==== Recorded data

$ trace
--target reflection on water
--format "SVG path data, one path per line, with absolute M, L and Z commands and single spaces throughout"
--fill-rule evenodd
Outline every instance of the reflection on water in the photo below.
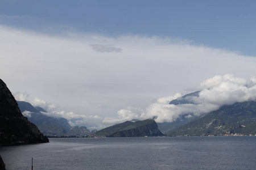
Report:
M 50 138 L 2 147 L 7 169 L 254 169 L 256 137 Z

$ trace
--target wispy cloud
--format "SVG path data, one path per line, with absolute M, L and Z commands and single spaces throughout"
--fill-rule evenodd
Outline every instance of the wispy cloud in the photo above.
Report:
M 216 110 L 224 105 L 256 100 L 255 77 L 247 80 L 233 75 L 216 75 L 202 82 L 198 96 L 190 98 L 191 104 L 174 105 L 169 103 L 181 97 L 180 94 L 159 99 L 145 109 L 128 107 L 118 112 L 118 117 L 106 118 L 104 122 L 119 123 L 133 118 L 157 117 L 158 122 L 172 122 L 180 116 L 199 116 Z
M 90 46 L 94 51 L 101 53 L 121 53 L 123 50 L 121 48 L 115 48 L 110 45 L 91 44 Z
M 22 97 L 28 101 L 39 97 L 61 108 L 58 112 L 82 115 L 85 120 L 92 116 L 90 120 L 97 120 L 98 124 L 106 117 L 106 125 L 158 114 L 166 115 L 159 116 L 158 121 L 174 120 L 176 114 L 168 113 L 173 106 L 164 104 L 166 98 L 149 104 L 177 92 L 192 92 L 186 91 L 188 88 L 209 93 L 207 87 L 197 86 L 216 75 L 233 74 L 234 83 L 238 81 L 235 78 L 247 80 L 256 73 L 255 57 L 194 45 L 187 40 L 81 32 L 53 36 L 3 26 L 0 37 L 0 75 L 11 91 L 27 92 L 30 95 Z M 112 52 L 96 52 L 90 45 Z M 253 82 L 247 86 L 254 87 Z M 218 105 L 205 100 L 209 101 L 209 108 Z M 194 110 L 193 107 L 175 109 L 183 114 Z M 95 119 L 95 115 L 100 118 Z M 76 121 L 81 124 L 82 119 Z

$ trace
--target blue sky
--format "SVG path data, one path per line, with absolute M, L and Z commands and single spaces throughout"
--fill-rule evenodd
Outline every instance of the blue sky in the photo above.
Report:
M 17 100 L 90 129 L 206 113 L 166 104 L 208 88 L 222 103 L 241 94 L 253 99 L 255 7 L 254 1 L 1 1 L 0 78 Z M 210 98 L 199 100 L 220 107 Z
M 56 33 L 168 36 L 256 55 L 254 1 L 1 1 L 3 24 Z M 23 18 L 22 18 L 23 17 Z

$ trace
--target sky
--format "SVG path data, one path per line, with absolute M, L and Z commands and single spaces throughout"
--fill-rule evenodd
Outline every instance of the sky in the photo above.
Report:
M 0 78 L 16 100 L 90 129 L 201 115 L 254 100 L 255 7 L 254 1 L 0 1 Z M 196 106 L 168 104 L 197 90 Z

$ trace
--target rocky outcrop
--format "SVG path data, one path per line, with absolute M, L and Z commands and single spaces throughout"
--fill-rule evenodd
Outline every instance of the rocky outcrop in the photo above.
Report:
M 144 136 L 163 136 L 153 120 L 126 121 L 98 131 L 96 135 L 107 137 L 135 137 Z
M 5 170 L 5 164 L 0 155 L 0 170 Z
M 158 128 L 158 125 L 153 121 L 151 123 L 146 124 L 134 129 L 124 130 L 110 134 L 108 137 L 134 137 L 144 136 L 163 136 L 164 135 Z
M 6 84 L 0 79 L 0 145 L 48 142 L 36 126 L 22 115 Z

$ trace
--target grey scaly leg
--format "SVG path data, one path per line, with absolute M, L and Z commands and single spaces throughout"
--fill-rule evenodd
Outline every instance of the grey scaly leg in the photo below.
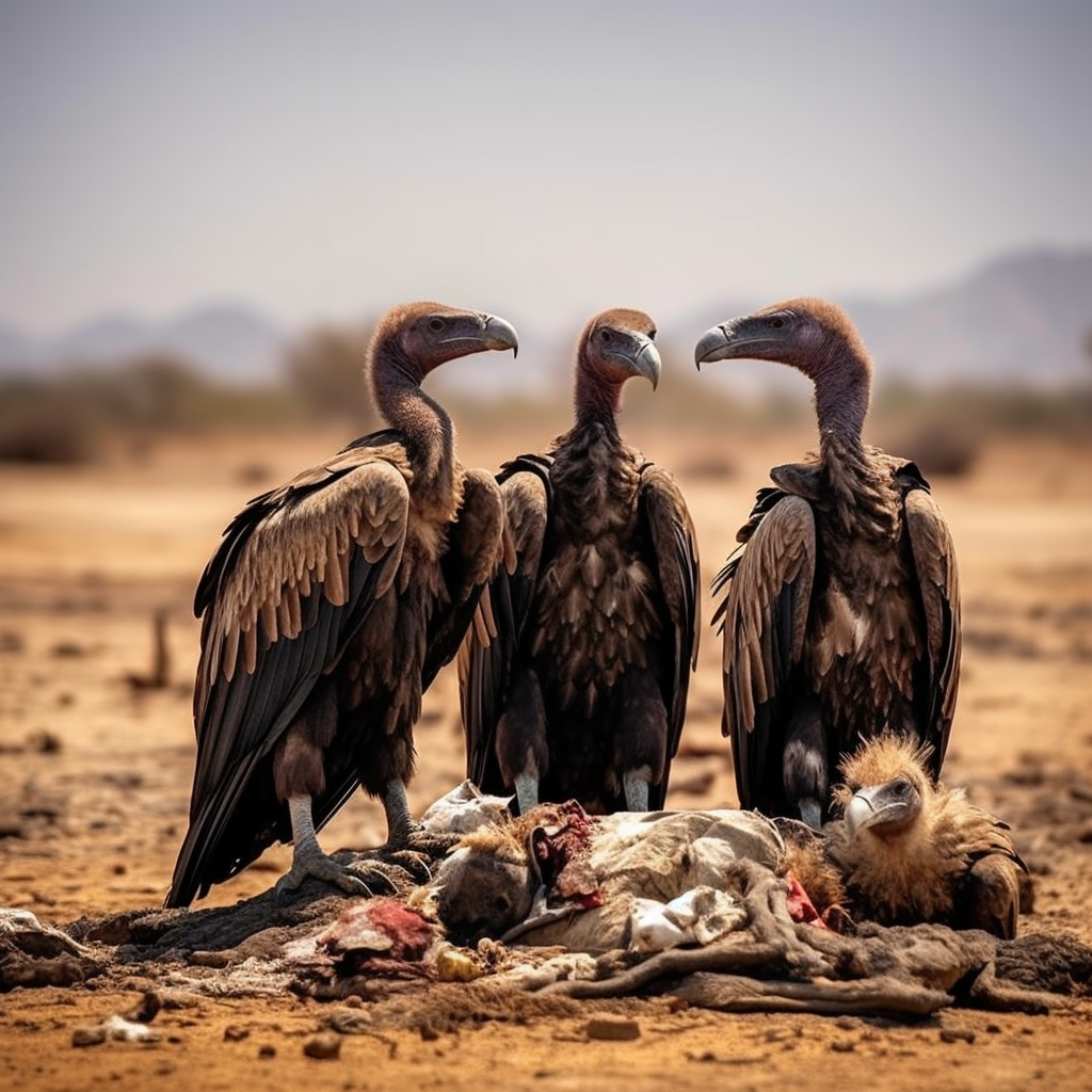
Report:
M 515 776 L 515 803 L 520 815 L 525 816 L 538 804 L 538 779 L 530 773 Z
M 310 796 L 289 796 L 288 816 L 292 819 L 292 868 L 277 880 L 277 898 L 297 890 L 309 876 L 333 883 L 349 894 L 371 894 L 364 880 L 322 852 L 314 834 Z

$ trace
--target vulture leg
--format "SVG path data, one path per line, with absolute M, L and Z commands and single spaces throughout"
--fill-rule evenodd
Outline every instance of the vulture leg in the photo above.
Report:
M 370 894 L 358 876 L 327 856 L 314 833 L 311 800 L 325 788 L 323 753 L 337 731 L 337 698 L 329 679 L 314 687 L 307 703 L 277 744 L 273 779 L 292 820 L 292 868 L 276 885 L 277 895 L 295 891 L 308 876 L 351 894 Z
M 1005 854 L 990 853 L 975 862 L 961 900 L 966 927 L 1011 940 L 1020 912 L 1019 881 L 1017 864 Z
M 290 797 L 288 815 L 292 817 L 292 869 L 277 880 L 278 899 L 288 891 L 295 891 L 309 876 L 333 883 L 349 894 L 371 894 L 368 885 L 359 876 L 353 875 L 345 865 L 337 864 L 322 852 L 314 835 L 310 796 Z
M 815 699 L 804 699 L 793 710 L 785 737 L 782 778 L 790 805 L 799 810 L 800 819 L 812 830 L 819 830 L 830 778 L 827 734 Z
M 667 710 L 650 672 L 630 668 L 621 684 L 615 735 L 615 768 L 621 771 L 627 811 L 649 810 L 649 786 L 667 769 Z
M 648 767 L 643 770 L 627 770 L 622 778 L 622 787 L 626 791 L 627 811 L 649 810 Z
M 530 668 L 512 675 L 508 705 L 497 724 L 497 761 L 505 784 L 515 790 L 520 815 L 526 815 L 538 803 L 538 785 L 549 769 L 546 707 Z

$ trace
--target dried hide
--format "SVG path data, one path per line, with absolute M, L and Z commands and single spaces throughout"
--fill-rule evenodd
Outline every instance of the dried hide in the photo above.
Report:
M 513 838 L 522 833 L 524 842 Z M 426 897 L 454 936 L 602 952 L 705 941 L 741 924 L 737 866 L 772 873 L 785 845 L 753 811 L 652 811 L 586 816 L 578 806 L 536 809 L 479 832 L 440 866 Z M 660 912 L 697 892 L 688 903 Z M 656 939 L 656 937 L 660 939 Z

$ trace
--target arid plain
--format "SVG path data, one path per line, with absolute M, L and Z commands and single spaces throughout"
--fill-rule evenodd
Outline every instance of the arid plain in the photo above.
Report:
M 770 465 L 798 458 L 807 431 L 762 436 L 627 429 L 672 467 L 698 526 L 702 649 L 668 806 L 731 807 L 720 734 L 720 641 L 709 583 Z M 75 468 L 0 467 L 0 904 L 63 924 L 166 892 L 186 824 L 198 622 L 192 590 L 219 532 L 250 496 L 330 453 L 347 435 L 251 432 L 124 443 Z M 461 430 L 466 464 L 495 467 L 548 434 L 532 424 Z M 913 455 L 913 452 L 901 452 Z M 1092 448 L 1051 439 L 983 444 L 969 472 L 936 477 L 963 589 L 964 661 L 945 780 L 1007 819 L 1035 881 L 1022 931 L 1092 943 Z M 165 609 L 170 684 L 150 669 Z M 463 775 L 453 667 L 417 731 L 419 811 Z M 377 844 L 379 806 L 354 798 L 329 847 Z M 256 894 L 286 847 L 217 888 L 209 905 Z M 784 1089 L 882 1082 L 888 1092 L 1087 1089 L 1092 1001 L 1044 1017 L 947 1009 L 924 1021 L 673 1011 L 612 1002 L 632 1042 L 584 1034 L 582 1014 L 491 1021 L 424 1038 L 345 1038 L 337 1060 L 305 1057 L 322 1006 L 203 999 L 165 1011 L 155 1045 L 78 1049 L 72 1029 L 123 1012 L 150 985 L 21 988 L 0 996 L 0 1083 L 10 1089 L 442 1088 Z M 600 1002 L 600 1008 L 604 1002 Z M 225 1031 L 229 1034 L 225 1035 Z M 263 1052 L 262 1048 L 266 1047 Z M 269 1052 L 272 1047 L 274 1053 Z M 264 1056 L 263 1056 L 264 1055 Z

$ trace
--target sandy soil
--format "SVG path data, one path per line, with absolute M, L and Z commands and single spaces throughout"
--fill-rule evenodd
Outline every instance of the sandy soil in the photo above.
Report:
M 701 538 L 708 584 L 773 463 L 807 436 L 731 440 L 633 436 L 674 467 Z M 464 461 L 495 466 L 538 436 L 462 438 Z M 249 496 L 335 448 L 341 437 L 252 436 L 120 450 L 81 470 L 0 468 L 0 904 L 43 921 L 152 906 L 185 831 L 192 772 L 192 589 L 219 531 Z M 715 459 L 710 459 L 710 452 Z M 722 458 L 723 456 L 723 458 Z M 1035 874 L 1022 931 L 1092 943 L 1092 480 L 1090 452 L 1047 441 L 988 447 L 973 472 L 935 482 L 960 554 L 965 652 L 946 767 L 1008 819 Z M 152 615 L 169 612 L 171 686 L 143 691 Z M 684 753 L 668 806 L 733 806 L 720 736 L 719 641 L 705 630 Z M 426 698 L 416 809 L 462 778 L 455 682 Z M 691 753 L 686 753 L 690 751 Z M 351 802 L 328 847 L 381 841 L 381 809 Z M 207 905 L 266 889 L 285 847 L 216 889 Z M 202 1000 L 163 1012 L 155 1045 L 71 1045 L 72 1029 L 130 1009 L 141 988 L 93 980 L 0 996 L 0 1084 L 76 1089 L 288 1088 L 784 1089 L 866 1081 L 993 1090 L 1090 1087 L 1092 1002 L 1047 1017 L 946 1010 L 926 1021 L 732 1017 L 663 999 L 613 1002 L 640 1037 L 585 1034 L 584 1012 L 494 1021 L 426 1040 L 346 1036 L 337 1060 L 302 1053 L 323 1006 L 290 996 Z M 227 1033 L 227 1034 L 225 1034 Z M 263 1052 L 262 1048 L 265 1048 Z M 273 1053 L 270 1054 L 270 1049 Z M 264 1056 L 263 1056 L 264 1055 Z

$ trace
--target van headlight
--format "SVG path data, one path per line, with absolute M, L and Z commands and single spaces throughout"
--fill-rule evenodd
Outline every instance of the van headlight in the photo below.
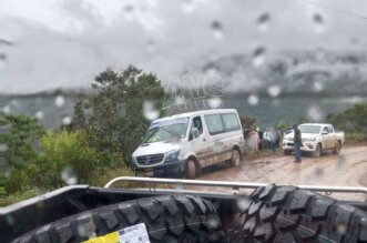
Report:
M 176 161 L 179 159 L 180 150 L 171 150 L 165 154 L 165 161 Z
M 302 139 L 302 141 L 304 141 L 304 142 L 308 142 L 308 141 L 315 141 L 316 140 L 316 138 L 307 138 L 307 139 Z

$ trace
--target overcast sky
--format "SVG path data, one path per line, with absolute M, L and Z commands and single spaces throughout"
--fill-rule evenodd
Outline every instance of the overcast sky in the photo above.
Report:
M 130 63 L 164 82 L 258 45 L 271 52 L 367 47 L 366 0 L 0 0 L 0 6 L 1 93 L 89 87 L 106 67 Z

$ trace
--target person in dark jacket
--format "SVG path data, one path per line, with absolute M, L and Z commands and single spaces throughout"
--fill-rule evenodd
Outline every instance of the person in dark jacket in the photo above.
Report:
M 294 154 L 295 154 L 295 162 L 296 163 L 300 163 L 300 146 L 302 144 L 302 135 L 300 135 L 300 131 L 298 129 L 297 125 L 293 125 L 293 130 L 294 130 Z

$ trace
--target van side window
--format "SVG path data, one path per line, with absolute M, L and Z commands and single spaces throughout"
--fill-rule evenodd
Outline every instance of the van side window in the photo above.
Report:
M 234 113 L 222 114 L 225 131 L 237 131 L 241 130 L 238 118 Z
M 224 125 L 220 114 L 205 114 L 204 118 L 211 135 L 224 132 Z
M 192 128 L 196 128 L 198 131 L 198 134 L 203 133 L 203 123 L 201 117 L 196 117 L 193 119 L 193 125 Z

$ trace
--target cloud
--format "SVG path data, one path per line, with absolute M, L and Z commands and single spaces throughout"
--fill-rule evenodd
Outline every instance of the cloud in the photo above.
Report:
M 359 0 L 355 2 L 367 7 Z M 0 53 L 7 57 L 0 65 L 0 90 L 8 93 L 89 87 L 106 67 L 124 68 L 130 63 L 165 81 L 205 65 L 213 55 L 251 54 L 258 47 L 272 53 L 367 44 L 367 21 L 302 1 L 0 3 L 0 39 L 13 43 L 0 45 Z M 358 10 L 350 0 L 340 0 L 338 8 Z M 269 17 L 266 31 L 258 24 L 264 13 Z M 319 23 L 314 21 L 316 13 L 323 18 L 322 32 L 317 32 Z M 221 28 L 213 28 L 217 26 Z

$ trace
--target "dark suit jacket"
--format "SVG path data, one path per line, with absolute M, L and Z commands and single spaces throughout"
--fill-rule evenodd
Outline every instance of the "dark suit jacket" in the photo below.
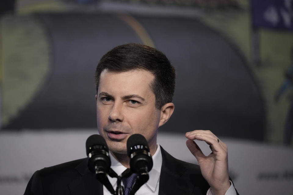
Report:
M 210 187 L 198 165 L 176 159 L 161 147 L 162 163 L 159 195 L 205 195 Z M 103 186 L 88 168 L 87 159 L 76 160 L 36 172 L 25 195 L 103 194 Z

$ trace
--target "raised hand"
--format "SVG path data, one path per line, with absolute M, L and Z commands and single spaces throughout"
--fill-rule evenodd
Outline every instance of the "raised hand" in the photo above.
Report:
M 214 195 L 225 194 L 230 186 L 227 146 L 210 131 L 194 130 L 186 133 L 186 145 L 198 162 L 203 176 Z M 204 141 L 212 152 L 206 156 L 194 140 Z

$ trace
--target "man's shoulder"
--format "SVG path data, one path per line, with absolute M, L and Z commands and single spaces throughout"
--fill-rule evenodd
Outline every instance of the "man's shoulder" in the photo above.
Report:
M 206 194 L 210 186 L 198 165 L 177 159 L 161 147 L 161 150 L 162 162 L 160 185 L 162 188 L 159 190 L 162 194 Z
M 53 175 L 58 174 L 67 174 L 69 172 L 76 170 L 81 164 L 85 164 L 86 158 L 76 160 L 64 162 L 59 165 L 45 167 L 38 171 L 39 174 L 42 175 Z
M 34 175 L 45 182 L 52 179 L 58 180 L 61 183 L 67 182 L 89 172 L 87 162 L 86 158 L 67 162 L 45 167 L 37 171 Z
M 191 171 L 201 174 L 200 168 L 198 165 L 176 158 L 164 150 L 161 146 L 161 151 L 163 161 L 166 163 L 164 163 L 165 165 L 169 167 L 175 167 L 176 169 L 180 168 L 188 170 L 189 172 Z

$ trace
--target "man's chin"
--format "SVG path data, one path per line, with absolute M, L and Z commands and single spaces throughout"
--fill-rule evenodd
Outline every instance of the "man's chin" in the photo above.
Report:
M 118 154 L 127 153 L 126 145 L 122 143 L 110 143 L 108 144 L 109 150 L 114 153 Z

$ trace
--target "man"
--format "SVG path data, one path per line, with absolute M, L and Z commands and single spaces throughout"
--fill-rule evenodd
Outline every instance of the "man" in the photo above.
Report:
M 209 131 L 187 132 L 186 144 L 195 165 L 177 160 L 157 144 L 159 127 L 174 110 L 175 72 L 165 56 L 151 47 L 131 44 L 115 48 L 101 59 L 96 71 L 97 122 L 118 175 L 129 168 L 126 143 L 139 133 L 146 138 L 154 161 L 150 178 L 136 194 L 235 194 L 229 180 L 226 145 Z M 208 156 L 193 141 L 204 141 Z M 114 189 L 116 180 L 109 178 Z M 110 194 L 88 169 L 86 159 L 36 172 L 25 194 Z

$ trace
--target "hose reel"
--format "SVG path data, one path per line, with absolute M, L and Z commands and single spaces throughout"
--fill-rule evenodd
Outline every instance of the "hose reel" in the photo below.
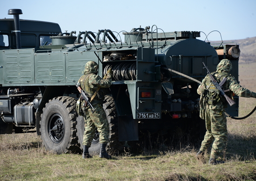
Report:
M 112 80 L 135 80 L 136 79 L 136 63 L 121 63 L 115 65 L 108 65 L 104 69 L 104 75 L 106 74 L 108 70 L 110 68 L 113 72 Z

========

#### The task:
Find every line in the items above that contains the word "window", and copy each of those lines in full.

#### Answer to this exercise:
--target van side window
Outline every instance of the van side window in the photo above.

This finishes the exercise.